● **GOAL**
Scale the part of the records that opens with the line containing "Do you think you could detect every parked vehicle" and closes with the line containing "[0,298,314,348]", and write out every line in it, not only the answers. Multiply each coordinate in the answers by 1.55 and round to whole numbers, rounding halves up.

───── INPUT MATERIAL ─────

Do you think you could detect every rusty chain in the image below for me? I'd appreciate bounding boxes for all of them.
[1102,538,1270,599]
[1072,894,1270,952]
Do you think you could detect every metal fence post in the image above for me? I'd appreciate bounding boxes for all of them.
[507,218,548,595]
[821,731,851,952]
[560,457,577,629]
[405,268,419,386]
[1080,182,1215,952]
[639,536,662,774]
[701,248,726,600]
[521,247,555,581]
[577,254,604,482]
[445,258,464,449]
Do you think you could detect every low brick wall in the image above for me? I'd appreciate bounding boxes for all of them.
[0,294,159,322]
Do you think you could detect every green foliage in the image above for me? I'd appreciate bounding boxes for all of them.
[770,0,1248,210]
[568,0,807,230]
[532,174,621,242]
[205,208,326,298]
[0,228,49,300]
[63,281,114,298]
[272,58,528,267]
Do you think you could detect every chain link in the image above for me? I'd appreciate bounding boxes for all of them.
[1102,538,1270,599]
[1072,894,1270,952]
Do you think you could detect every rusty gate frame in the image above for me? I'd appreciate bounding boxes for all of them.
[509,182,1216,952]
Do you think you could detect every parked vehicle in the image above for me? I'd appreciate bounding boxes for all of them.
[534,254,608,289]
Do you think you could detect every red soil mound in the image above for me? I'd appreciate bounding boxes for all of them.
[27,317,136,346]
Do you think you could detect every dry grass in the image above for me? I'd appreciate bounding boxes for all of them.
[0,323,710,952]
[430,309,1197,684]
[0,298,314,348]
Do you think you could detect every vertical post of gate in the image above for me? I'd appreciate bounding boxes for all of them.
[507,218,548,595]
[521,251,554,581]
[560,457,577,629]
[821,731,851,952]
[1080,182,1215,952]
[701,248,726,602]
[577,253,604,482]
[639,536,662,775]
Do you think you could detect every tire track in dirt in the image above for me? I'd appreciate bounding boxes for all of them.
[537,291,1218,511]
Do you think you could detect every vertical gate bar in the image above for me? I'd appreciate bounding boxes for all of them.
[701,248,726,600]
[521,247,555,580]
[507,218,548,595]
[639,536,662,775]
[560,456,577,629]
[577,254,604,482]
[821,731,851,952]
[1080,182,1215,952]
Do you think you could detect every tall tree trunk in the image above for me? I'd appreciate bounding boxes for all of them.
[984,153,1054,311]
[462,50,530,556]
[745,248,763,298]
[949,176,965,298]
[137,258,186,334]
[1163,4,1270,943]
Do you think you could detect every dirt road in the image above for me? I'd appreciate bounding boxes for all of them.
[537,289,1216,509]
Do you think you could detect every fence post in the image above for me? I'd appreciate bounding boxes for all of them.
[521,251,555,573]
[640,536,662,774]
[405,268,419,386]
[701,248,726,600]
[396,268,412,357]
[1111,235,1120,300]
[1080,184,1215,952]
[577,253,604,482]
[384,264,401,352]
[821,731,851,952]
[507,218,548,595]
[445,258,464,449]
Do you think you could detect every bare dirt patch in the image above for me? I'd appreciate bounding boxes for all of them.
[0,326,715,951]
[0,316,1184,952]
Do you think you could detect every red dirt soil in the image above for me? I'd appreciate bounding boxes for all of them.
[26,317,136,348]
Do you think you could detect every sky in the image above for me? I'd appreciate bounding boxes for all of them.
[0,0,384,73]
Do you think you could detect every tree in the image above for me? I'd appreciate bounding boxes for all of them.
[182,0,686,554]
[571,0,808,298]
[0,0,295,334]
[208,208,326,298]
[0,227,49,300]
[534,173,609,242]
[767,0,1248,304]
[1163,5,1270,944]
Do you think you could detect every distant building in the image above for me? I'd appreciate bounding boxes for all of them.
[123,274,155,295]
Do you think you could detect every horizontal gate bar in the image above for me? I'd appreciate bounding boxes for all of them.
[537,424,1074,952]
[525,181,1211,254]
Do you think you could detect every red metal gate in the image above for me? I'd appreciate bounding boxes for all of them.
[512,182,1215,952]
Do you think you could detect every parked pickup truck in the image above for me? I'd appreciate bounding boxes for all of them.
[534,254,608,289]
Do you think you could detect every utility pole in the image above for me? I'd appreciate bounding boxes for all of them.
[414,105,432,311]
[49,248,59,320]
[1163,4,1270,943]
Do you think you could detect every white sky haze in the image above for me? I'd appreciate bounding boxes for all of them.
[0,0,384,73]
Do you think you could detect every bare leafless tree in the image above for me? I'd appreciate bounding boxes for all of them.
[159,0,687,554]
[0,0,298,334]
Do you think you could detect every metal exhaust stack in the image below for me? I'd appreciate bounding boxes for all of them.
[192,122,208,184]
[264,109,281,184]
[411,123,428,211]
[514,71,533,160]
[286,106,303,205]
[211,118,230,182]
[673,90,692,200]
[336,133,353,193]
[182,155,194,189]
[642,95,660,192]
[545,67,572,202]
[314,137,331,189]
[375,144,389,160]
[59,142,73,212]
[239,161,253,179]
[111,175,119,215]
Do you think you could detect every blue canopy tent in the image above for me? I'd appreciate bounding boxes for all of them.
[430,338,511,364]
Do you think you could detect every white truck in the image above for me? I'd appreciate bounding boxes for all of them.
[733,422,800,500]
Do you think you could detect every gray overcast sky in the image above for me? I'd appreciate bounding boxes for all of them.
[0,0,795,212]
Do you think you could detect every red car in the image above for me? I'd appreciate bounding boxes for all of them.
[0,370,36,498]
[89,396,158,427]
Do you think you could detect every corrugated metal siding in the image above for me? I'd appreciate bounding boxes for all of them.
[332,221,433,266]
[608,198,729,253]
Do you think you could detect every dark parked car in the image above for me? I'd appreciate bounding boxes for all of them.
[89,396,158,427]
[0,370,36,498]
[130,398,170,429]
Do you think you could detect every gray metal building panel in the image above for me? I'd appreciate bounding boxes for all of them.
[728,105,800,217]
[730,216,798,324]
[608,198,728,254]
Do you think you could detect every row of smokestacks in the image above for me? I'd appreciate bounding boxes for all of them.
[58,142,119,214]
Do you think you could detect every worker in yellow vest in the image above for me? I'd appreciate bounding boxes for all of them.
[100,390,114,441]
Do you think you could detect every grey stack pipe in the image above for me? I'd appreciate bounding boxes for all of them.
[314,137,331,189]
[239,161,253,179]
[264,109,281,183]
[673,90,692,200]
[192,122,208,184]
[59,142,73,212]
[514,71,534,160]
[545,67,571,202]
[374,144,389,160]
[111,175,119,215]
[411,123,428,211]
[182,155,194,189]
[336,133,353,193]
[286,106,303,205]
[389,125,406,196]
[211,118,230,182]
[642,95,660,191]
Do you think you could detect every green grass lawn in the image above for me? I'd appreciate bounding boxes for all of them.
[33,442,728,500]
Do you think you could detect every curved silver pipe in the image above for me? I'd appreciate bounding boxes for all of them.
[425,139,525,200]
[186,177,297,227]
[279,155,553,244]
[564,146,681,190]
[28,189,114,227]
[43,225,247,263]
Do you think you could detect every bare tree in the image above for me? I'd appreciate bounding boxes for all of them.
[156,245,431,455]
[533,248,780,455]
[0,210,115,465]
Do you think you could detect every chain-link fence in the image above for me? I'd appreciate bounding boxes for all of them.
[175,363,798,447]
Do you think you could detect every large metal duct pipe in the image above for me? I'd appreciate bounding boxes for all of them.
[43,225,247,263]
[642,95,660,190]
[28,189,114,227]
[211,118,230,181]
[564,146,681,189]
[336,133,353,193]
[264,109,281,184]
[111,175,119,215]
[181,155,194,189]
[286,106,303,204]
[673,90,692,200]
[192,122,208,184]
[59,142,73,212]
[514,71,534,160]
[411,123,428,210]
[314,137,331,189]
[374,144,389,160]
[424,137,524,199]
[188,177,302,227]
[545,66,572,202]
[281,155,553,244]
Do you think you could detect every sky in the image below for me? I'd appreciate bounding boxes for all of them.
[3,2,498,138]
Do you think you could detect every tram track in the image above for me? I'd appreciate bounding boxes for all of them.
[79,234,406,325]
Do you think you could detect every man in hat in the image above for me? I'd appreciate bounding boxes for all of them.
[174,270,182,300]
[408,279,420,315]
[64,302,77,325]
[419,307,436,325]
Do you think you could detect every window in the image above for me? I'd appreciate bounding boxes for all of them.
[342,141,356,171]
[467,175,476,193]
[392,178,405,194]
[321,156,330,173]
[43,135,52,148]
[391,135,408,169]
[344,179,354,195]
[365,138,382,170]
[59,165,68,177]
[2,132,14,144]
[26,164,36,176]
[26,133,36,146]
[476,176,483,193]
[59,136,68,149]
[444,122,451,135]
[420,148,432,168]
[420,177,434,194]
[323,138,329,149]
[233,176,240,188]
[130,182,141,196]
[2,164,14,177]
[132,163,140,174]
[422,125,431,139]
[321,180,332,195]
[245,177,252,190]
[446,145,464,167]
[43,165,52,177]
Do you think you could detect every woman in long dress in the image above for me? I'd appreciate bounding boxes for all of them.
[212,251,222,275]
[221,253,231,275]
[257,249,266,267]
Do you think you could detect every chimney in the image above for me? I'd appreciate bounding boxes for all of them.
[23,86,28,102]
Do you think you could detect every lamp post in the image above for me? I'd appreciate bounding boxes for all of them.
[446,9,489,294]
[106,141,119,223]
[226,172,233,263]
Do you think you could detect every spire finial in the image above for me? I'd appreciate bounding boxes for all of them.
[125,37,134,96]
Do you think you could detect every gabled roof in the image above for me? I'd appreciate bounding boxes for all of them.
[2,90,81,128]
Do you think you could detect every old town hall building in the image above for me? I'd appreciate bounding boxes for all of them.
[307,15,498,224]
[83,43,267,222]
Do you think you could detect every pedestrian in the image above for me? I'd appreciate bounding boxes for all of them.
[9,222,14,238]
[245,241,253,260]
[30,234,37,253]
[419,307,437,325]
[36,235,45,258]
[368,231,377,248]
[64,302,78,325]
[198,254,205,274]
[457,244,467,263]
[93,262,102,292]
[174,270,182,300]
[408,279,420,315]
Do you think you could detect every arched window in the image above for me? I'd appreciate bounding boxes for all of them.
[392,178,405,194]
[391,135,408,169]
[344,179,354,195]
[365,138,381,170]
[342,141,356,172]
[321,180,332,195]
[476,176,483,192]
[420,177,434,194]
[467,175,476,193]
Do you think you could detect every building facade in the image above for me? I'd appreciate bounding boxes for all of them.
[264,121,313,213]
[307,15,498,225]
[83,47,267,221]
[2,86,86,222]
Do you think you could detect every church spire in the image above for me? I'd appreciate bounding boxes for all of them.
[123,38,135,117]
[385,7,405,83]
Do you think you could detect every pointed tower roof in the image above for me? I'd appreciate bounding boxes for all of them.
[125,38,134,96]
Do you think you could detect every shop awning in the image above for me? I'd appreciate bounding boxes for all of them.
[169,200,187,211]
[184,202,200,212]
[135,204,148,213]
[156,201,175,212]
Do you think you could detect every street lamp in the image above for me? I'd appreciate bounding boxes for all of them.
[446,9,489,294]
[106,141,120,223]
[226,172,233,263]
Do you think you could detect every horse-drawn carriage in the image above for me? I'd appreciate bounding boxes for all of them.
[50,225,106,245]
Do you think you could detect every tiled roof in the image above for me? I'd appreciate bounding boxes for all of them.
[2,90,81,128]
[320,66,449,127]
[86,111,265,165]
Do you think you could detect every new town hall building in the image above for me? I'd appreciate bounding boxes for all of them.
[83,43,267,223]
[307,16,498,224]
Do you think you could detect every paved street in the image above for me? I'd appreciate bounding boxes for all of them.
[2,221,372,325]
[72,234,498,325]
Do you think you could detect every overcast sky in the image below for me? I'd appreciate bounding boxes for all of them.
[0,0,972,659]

─────

● **EXPECTED ANSWER**
Do you think you could detect every parked vehicle in the image above for me? I'd appreciate bounding boxes for all of them.
[828,394,942,448]
Do you think you could detect every red soil mound in the image above for me? I'd appreciate bounding boxes for all of them.
[42,491,211,536]
Do you think you could detect every dry grass in the image above for me? I'd appreciate bounding boxes for all of them.
[0,501,1101,1476]
[667,479,1855,1060]
[0,462,487,539]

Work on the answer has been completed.